WHAT IS NEEDED |
In the article about home demolitions in Rafah, what is the title of the Human Rights Watch report?

DOCUMENT SECTION |
Segment Open

The report, by New York-based Human Rights Watch, also accused the Israeli military of exaggerating the threat posed by weapons smuggling tunnels running from Rafah to Egypt - the main justification for home demolitions - and failing to use less destructive measures to uncover and destroy the tunnels.
"We've seen the piece by piece destruction of up to 10 percent of Rafah," said Kenneth Roth, executive director of Human Rights Watch.
Since fighting began four years ago, some 16,000 people have been made homeless in Rafah, many of them during a large-scale army incursion in May, the report said. Roth called the destruction gratuitous, saying the army was retaliating for the killing of five soldiers on the patrol road along the border.
The army, which had no immediate comment on the report, says the demolition of homes along the Gaza-Egypt border is needed to prevent Palestinian militants from smuggling arms through tunnels. Also, the houses provide gunmen with cover to attack troops patrolling the border.
"Neither excuse could justify the wholesale destruction in Rafah," Roth said.
The 135-page report, titled "Razing Rafah," argues that the security considerations are secondary to Israel's desire for a large clear border area to "facilitate long-term control over the Gaza Strip."
"The pattern of destruction strongly suggests that Israeli forces demolished homes wholesale, regardless of whether they posed a specific threat," the report said, basing its findings on tours of the area and satellite imagery.
The military mind-set "is based on the assumption that every Palestinian is a potential suicide bomber and every home a potential base for attack," the report said.

Segment Closed

INFORMATION |
Segment Open

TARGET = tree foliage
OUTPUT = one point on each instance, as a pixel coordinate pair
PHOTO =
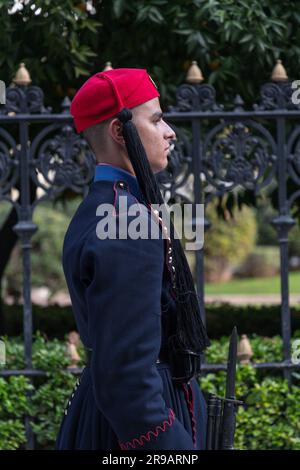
(236, 43)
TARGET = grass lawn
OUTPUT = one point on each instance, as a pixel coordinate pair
(262, 285)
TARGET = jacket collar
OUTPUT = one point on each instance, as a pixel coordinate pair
(106, 172)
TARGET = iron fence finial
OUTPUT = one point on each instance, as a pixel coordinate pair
(22, 77)
(279, 73)
(194, 74)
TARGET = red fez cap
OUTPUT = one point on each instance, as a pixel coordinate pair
(105, 94)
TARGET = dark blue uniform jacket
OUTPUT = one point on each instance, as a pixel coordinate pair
(121, 298)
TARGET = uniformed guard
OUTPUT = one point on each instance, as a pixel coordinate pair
(133, 298)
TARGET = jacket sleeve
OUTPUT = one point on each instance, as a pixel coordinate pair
(124, 316)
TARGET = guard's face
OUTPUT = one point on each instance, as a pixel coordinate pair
(155, 133)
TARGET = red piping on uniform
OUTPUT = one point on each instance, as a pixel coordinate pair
(190, 401)
(146, 437)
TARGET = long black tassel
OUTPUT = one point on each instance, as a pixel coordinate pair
(189, 331)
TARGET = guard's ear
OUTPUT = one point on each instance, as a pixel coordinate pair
(115, 130)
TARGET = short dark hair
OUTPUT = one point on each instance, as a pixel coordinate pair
(95, 135)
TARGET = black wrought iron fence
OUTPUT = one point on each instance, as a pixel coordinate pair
(227, 150)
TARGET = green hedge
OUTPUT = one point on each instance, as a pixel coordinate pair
(270, 418)
(263, 320)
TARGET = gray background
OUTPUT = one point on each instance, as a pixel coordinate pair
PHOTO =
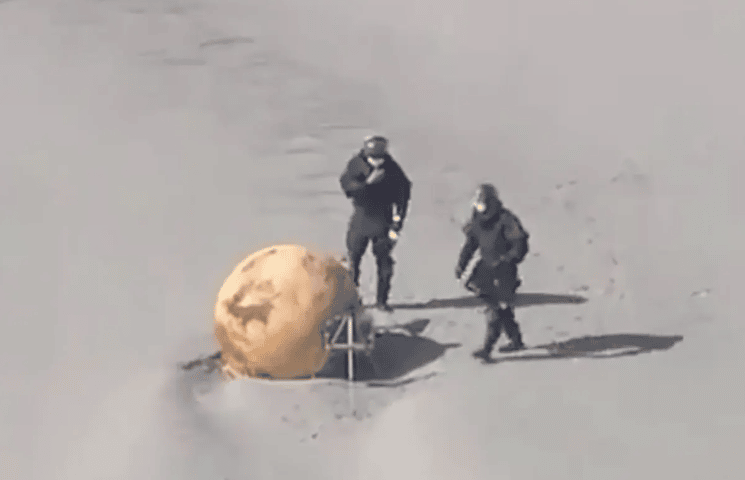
(138, 167)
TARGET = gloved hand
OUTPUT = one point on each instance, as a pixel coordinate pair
(376, 175)
(398, 224)
(502, 260)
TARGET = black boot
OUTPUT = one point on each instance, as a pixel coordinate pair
(354, 270)
(384, 287)
(493, 330)
(512, 329)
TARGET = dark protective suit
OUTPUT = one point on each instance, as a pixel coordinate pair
(503, 244)
(373, 215)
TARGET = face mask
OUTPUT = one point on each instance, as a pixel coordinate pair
(375, 162)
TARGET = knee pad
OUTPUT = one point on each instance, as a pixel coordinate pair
(385, 266)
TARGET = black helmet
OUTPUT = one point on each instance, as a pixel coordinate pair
(375, 146)
(486, 203)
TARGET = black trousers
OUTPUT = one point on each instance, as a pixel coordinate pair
(500, 318)
(498, 288)
(358, 240)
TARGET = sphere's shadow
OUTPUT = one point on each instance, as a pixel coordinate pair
(398, 351)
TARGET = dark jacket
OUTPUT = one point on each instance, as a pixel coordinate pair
(502, 241)
(376, 201)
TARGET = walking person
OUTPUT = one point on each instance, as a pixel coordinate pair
(503, 244)
(380, 193)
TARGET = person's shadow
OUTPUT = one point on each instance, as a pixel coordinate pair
(398, 351)
(472, 301)
(599, 347)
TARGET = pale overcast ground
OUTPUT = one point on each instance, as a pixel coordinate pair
(138, 168)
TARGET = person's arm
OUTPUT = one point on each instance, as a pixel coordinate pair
(467, 250)
(516, 235)
(352, 180)
(403, 195)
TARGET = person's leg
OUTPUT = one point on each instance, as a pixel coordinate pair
(507, 285)
(382, 248)
(493, 331)
(356, 246)
(512, 329)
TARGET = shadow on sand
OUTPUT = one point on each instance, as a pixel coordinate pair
(398, 351)
(470, 301)
(603, 346)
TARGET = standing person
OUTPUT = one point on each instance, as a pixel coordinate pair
(503, 244)
(376, 184)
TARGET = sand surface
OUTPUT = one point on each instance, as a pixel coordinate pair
(148, 146)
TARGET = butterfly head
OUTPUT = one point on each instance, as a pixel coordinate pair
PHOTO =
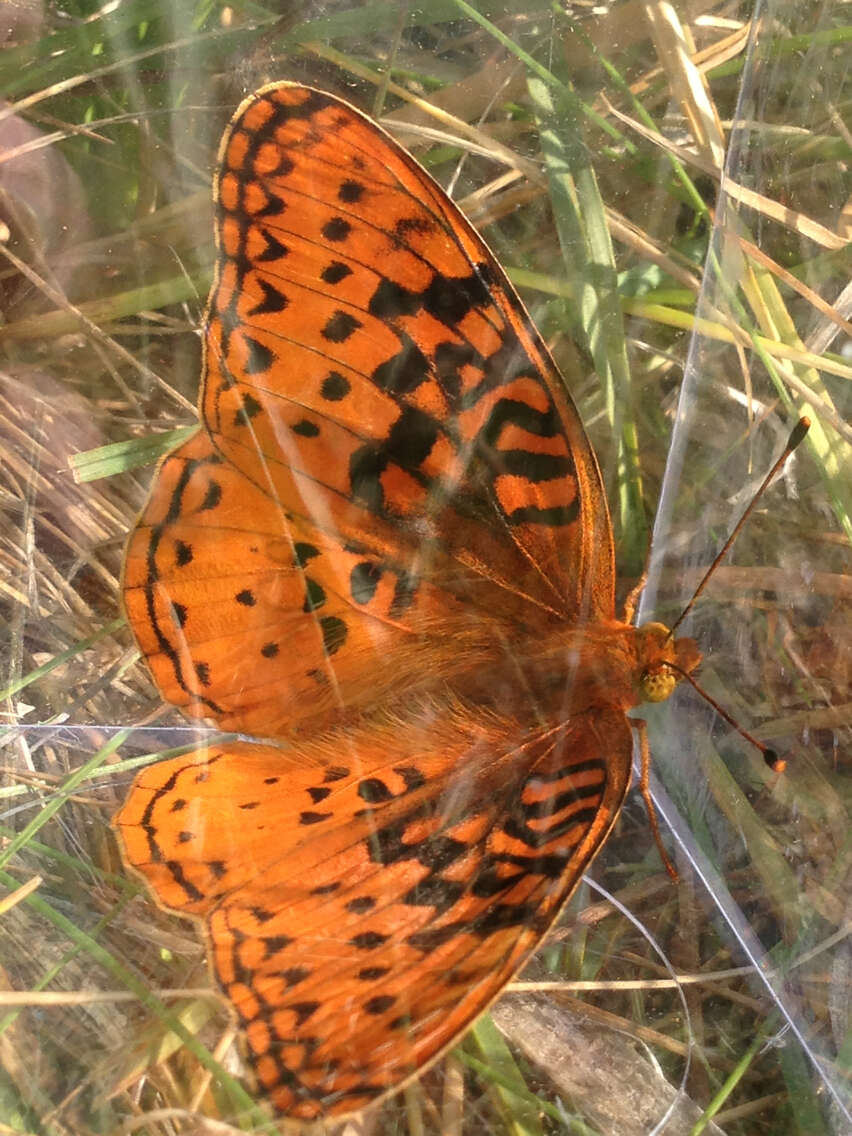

Segment Closed

ANSWER SECTION |
"Razing Rafah"